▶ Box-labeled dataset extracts

────────────────

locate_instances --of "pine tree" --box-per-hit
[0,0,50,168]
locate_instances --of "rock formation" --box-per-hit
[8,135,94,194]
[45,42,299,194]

────────────────

▶ AIM OF THE EXERCISE
Print these rows again with no changes.

▶ RESULT OF THIS TASK
locate_instances --of "pine tree" --box-per-hit
[0,0,50,168]
locate_instances --of "rock formation" --box-per-hit
[8,135,94,194]
[45,42,299,194]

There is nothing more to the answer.